--- Start of Data supplied ---
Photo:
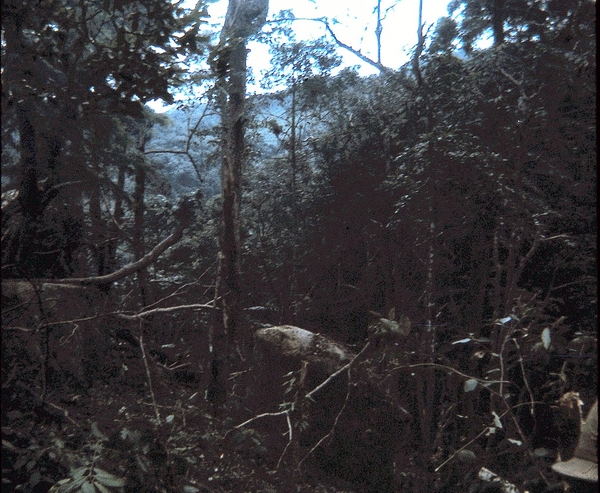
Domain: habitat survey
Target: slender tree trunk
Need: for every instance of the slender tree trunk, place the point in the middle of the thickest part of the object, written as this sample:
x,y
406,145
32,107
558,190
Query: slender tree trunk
x,y
498,21
138,227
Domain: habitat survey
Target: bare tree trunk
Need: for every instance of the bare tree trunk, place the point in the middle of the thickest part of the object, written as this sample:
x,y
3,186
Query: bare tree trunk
x,y
242,20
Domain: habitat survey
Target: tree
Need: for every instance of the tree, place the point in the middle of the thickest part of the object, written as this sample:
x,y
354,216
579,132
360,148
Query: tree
x,y
67,67
244,18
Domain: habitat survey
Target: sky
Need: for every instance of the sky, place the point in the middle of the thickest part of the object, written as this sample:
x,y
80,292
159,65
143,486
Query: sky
x,y
355,26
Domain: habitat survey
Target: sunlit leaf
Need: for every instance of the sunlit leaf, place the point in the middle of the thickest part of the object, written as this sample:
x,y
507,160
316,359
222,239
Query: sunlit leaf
x,y
462,341
497,422
470,385
546,338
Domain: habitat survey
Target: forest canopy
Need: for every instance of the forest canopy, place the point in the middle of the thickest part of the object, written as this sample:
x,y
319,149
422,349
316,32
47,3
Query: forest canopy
x,y
434,223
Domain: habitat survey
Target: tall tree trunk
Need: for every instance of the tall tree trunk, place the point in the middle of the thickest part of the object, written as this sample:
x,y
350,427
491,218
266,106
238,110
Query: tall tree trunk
x,y
243,19
138,227
232,86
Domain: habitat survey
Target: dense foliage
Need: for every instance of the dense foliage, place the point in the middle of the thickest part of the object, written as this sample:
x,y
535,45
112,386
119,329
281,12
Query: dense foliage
x,y
455,195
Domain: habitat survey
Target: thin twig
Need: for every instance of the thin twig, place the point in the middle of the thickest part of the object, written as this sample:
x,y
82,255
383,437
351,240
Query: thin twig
x,y
148,375
333,375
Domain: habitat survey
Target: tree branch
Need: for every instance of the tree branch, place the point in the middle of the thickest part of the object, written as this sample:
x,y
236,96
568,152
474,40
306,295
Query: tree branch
x,y
129,269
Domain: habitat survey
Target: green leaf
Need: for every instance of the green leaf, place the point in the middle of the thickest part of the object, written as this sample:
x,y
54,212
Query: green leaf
x,y
88,488
470,385
546,338
108,479
497,422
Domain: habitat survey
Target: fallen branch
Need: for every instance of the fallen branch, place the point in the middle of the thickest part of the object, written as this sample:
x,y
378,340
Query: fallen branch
x,y
168,309
129,269
346,367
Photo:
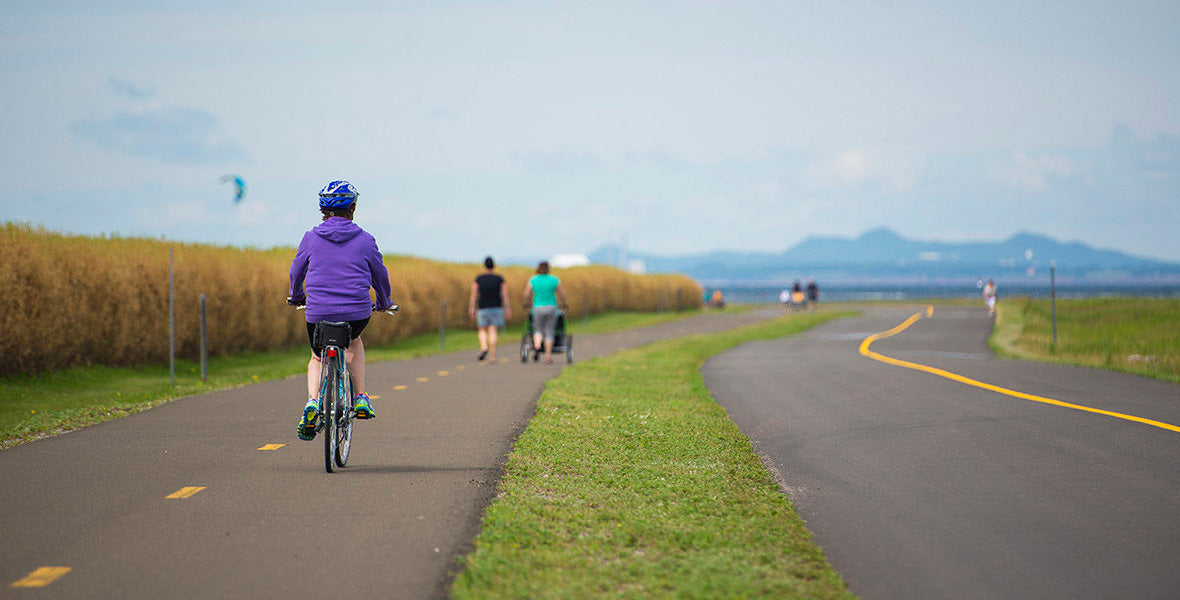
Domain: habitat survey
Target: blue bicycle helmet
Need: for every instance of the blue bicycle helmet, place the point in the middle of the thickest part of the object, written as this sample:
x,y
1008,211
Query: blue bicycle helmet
x,y
338,194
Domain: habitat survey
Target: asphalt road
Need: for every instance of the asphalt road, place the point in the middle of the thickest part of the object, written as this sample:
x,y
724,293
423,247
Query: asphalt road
x,y
270,522
920,487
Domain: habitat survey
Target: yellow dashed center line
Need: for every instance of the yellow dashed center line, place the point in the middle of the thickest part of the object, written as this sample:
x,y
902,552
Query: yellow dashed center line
x,y
184,493
41,576
968,380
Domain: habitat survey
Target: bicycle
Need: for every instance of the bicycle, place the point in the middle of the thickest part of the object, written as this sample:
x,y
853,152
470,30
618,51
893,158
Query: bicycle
x,y
334,419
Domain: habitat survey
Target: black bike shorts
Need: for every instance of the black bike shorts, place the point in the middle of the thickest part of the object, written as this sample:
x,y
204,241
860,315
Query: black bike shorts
x,y
354,331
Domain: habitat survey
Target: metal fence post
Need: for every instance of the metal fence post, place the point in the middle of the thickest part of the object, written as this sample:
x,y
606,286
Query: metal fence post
x,y
171,324
443,325
1053,299
204,343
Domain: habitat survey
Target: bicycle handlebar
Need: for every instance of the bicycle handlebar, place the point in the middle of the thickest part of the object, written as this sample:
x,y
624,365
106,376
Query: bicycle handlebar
x,y
391,311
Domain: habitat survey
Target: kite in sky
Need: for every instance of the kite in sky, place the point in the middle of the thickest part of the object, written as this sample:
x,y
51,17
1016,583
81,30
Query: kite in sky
x,y
238,187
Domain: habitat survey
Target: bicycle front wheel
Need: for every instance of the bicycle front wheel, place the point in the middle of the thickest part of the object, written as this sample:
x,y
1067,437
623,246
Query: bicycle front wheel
x,y
329,405
343,418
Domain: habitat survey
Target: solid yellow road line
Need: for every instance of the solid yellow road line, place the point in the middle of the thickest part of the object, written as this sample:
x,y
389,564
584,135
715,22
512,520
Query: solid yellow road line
x,y
968,380
41,576
184,493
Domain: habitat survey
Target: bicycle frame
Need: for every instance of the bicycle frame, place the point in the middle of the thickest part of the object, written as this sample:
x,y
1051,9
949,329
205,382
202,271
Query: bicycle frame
x,y
334,419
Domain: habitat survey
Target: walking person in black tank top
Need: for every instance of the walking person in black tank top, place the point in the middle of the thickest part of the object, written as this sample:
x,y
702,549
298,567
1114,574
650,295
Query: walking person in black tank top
x,y
490,307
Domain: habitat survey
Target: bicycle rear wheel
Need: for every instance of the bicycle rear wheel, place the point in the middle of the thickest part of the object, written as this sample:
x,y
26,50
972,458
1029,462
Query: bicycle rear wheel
x,y
343,417
329,406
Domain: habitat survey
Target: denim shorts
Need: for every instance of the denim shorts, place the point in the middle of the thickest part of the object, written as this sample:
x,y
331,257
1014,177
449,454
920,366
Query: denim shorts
x,y
490,317
544,321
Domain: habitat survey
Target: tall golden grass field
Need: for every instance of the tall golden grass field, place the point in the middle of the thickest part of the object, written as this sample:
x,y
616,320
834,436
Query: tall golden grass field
x,y
74,300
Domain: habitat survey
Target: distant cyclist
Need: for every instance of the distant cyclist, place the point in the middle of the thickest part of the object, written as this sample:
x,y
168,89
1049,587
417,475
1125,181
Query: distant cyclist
x,y
334,267
543,291
989,297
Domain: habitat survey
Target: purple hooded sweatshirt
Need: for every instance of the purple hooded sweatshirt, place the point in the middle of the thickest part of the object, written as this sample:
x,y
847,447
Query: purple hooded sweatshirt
x,y
340,262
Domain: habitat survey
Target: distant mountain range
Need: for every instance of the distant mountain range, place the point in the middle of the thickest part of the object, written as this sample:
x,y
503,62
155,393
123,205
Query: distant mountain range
x,y
882,254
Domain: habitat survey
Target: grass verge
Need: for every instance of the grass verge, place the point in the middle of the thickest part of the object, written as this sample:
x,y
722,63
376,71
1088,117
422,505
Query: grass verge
x,y
1134,334
35,406
633,482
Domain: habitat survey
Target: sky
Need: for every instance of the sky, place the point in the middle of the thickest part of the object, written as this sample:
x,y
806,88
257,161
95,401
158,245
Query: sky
x,y
526,129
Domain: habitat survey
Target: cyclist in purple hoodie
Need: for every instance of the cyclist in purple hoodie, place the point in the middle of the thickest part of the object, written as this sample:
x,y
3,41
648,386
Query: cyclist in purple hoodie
x,y
334,267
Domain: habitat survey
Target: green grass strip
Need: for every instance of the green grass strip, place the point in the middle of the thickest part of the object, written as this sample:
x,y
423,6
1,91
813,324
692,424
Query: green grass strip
x,y
1138,336
633,482
37,406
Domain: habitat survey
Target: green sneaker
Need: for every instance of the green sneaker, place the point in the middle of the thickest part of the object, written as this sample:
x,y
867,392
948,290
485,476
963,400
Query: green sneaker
x,y
306,430
364,411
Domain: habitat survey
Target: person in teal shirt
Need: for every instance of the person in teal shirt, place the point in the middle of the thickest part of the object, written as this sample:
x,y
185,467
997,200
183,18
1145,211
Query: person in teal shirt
x,y
543,291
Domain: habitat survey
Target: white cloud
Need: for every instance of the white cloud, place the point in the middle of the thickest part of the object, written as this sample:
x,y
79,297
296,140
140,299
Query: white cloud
x,y
1031,174
171,135
895,170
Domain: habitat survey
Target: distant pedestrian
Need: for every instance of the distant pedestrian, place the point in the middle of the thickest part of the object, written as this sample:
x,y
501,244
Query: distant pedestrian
x,y
489,306
543,291
797,295
989,297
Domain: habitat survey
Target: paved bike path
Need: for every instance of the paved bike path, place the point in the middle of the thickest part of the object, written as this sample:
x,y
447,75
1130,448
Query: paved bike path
x,y
920,487
270,523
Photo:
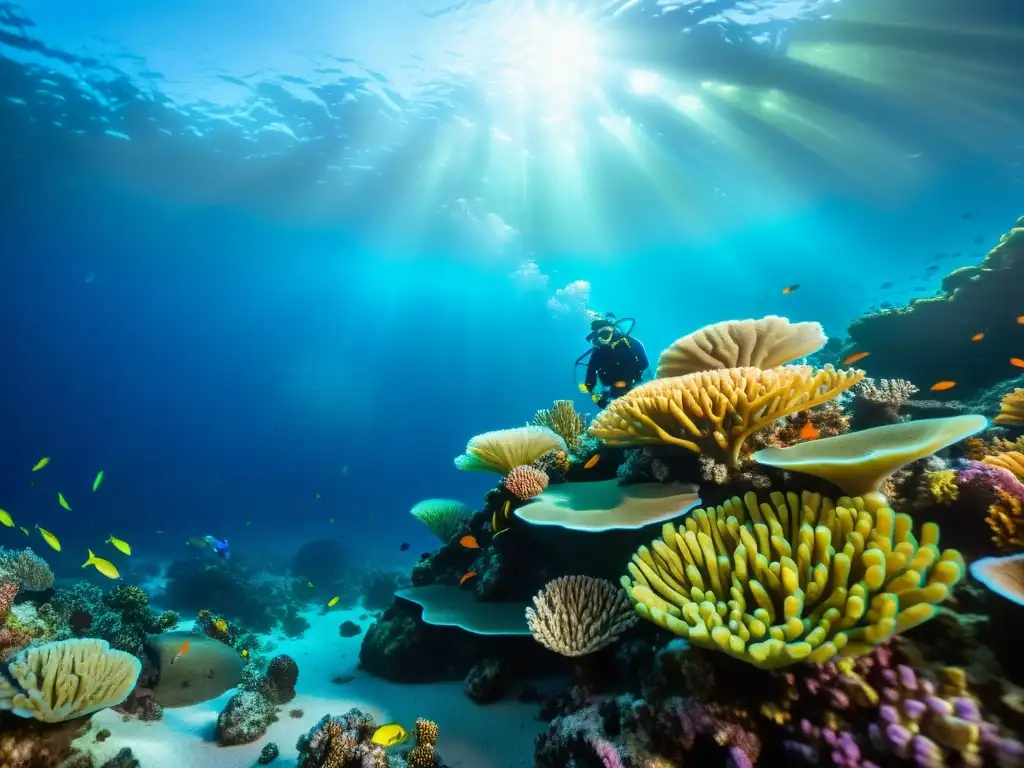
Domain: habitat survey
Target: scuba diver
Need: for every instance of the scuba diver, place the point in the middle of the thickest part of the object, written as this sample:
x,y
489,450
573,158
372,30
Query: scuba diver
x,y
615,359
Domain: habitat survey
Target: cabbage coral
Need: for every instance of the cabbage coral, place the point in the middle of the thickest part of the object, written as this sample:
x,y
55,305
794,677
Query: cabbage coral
x,y
802,578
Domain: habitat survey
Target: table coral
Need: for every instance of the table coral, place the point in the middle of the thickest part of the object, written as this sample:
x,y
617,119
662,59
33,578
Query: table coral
x,y
822,578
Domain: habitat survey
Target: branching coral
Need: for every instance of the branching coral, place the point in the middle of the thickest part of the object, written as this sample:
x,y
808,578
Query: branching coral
x,y
714,412
504,450
762,343
444,517
59,681
563,420
525,482
1012,410
1006,518
577,615
822,578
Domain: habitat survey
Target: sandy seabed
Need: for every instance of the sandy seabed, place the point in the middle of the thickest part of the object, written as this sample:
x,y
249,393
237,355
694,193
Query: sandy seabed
x,y
498,735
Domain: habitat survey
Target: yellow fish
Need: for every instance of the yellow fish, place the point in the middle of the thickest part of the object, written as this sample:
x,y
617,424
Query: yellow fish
x,y
103,566
389,735
120,545
50,539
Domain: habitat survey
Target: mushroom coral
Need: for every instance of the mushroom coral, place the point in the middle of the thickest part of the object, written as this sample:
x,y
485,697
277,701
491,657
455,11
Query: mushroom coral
x,y
761,343
714,412
801,579
504,450
859,463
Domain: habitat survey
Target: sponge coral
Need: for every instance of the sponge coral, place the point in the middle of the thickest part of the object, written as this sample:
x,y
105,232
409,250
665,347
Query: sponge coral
x,y
444,517
504,450
802,578
767,342
714,412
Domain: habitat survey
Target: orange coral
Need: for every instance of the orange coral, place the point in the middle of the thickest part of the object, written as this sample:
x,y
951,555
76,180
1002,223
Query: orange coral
x,y
1012,410
1006,518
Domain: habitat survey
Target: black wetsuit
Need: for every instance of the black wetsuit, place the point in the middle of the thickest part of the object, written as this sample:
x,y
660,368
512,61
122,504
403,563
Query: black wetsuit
x,y
619,366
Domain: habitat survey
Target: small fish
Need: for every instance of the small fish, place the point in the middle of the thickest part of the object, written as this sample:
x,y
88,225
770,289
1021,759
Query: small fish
x,y
120,545
49,539
103,566
181,651
809,431
389,735
854,357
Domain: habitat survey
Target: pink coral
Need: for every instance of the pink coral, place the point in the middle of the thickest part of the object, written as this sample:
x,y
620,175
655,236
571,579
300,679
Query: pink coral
x,y
524,481
8,591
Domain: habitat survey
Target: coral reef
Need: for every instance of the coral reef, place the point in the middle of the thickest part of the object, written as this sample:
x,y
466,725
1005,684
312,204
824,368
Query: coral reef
x,y
563,420
835,579
714,412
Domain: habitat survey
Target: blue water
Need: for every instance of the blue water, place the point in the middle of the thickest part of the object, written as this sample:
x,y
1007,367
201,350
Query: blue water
x,y
268,266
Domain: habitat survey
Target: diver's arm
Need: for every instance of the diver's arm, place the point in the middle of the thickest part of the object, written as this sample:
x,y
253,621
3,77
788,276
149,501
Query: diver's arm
x,y
591,380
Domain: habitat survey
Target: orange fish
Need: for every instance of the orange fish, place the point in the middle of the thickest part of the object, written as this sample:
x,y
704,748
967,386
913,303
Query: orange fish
x,y
809,431
854,357
181,651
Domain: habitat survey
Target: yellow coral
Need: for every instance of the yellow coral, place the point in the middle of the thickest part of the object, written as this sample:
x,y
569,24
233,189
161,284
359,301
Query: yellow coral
x,y
1012,410
1006,519
1012,460
714,412
563,420
942,485
802,578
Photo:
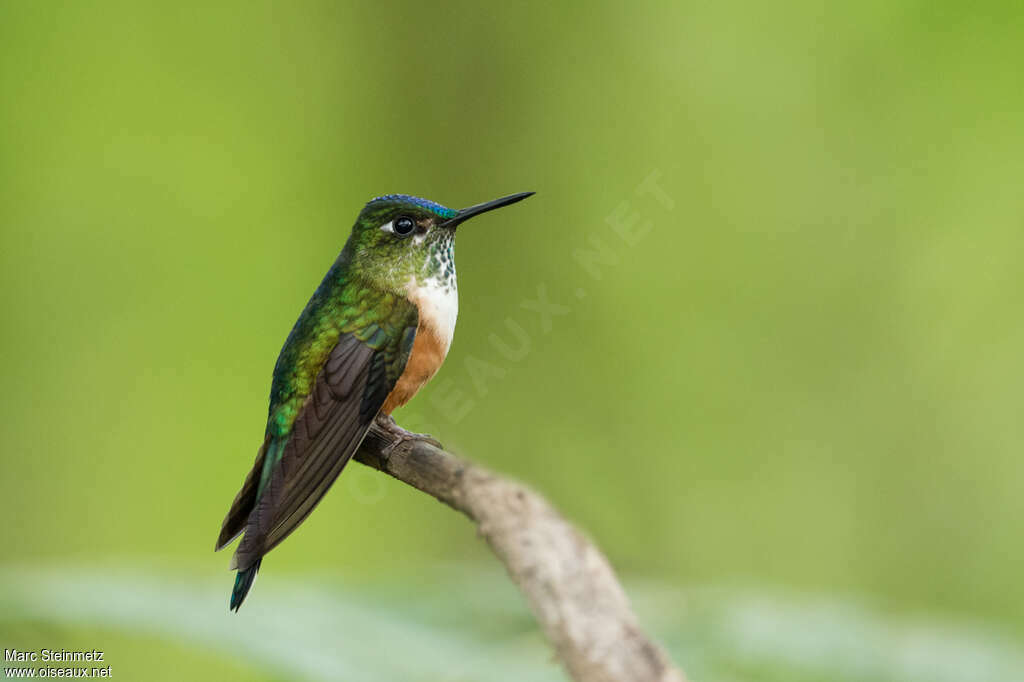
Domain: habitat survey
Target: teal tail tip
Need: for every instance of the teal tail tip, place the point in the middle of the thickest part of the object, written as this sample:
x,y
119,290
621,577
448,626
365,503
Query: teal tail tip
x,y
243,583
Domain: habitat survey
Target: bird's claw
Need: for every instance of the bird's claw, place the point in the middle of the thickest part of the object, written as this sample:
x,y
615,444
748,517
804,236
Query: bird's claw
x,y
400,435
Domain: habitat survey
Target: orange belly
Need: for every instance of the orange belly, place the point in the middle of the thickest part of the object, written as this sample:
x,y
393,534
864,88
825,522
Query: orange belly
x,y
426,357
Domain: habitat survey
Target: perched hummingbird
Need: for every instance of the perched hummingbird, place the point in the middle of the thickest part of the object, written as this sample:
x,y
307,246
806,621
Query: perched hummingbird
x,y
375,331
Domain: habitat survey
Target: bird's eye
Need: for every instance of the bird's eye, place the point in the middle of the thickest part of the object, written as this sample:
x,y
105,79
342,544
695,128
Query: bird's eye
x,y
403,225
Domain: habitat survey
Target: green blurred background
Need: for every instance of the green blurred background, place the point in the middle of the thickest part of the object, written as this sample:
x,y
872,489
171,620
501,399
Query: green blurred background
x,y
799,382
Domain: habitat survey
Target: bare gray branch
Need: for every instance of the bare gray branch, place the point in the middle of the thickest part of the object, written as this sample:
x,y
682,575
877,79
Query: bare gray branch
x,y
567,582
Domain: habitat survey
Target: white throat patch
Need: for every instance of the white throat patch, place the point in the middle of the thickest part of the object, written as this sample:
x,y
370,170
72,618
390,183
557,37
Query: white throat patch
x,y
437,301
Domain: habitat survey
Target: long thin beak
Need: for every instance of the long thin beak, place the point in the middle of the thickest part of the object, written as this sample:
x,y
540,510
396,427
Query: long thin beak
x,y
467,213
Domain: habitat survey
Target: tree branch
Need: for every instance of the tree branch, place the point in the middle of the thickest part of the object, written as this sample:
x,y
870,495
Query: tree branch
x,y
569,585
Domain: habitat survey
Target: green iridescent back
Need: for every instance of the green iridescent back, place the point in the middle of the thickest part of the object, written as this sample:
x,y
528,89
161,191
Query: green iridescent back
x,y
361,294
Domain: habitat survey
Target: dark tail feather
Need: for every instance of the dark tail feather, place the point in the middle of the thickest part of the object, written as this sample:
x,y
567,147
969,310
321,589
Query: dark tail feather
x,y
243,582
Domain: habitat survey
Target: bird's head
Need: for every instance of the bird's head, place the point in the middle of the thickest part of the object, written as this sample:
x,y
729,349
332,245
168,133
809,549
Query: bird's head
x,y
397,238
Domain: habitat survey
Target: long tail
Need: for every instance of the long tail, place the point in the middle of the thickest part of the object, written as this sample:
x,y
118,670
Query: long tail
x,y
243,582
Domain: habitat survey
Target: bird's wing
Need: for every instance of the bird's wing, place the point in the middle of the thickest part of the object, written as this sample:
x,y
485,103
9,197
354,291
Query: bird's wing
x,y
347,393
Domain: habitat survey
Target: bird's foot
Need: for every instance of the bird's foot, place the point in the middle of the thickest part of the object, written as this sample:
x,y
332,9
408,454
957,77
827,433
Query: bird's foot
x,y
399,435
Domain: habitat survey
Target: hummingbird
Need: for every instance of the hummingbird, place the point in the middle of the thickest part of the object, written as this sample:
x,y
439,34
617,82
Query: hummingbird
x,y
374,333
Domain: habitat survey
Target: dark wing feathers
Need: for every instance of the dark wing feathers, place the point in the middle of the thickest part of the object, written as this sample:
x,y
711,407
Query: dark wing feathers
x,y
238,515
347,394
--- End of Data supplied ---
Description of the task ::
Extract each line of the listing above that contains the string "canopy".

Completed exercise ::
Target: forest canopy
Need: for every instance of the forest canopy, place the point in the middle of the thickest part of the object, written as this sample:
Query: forest canopy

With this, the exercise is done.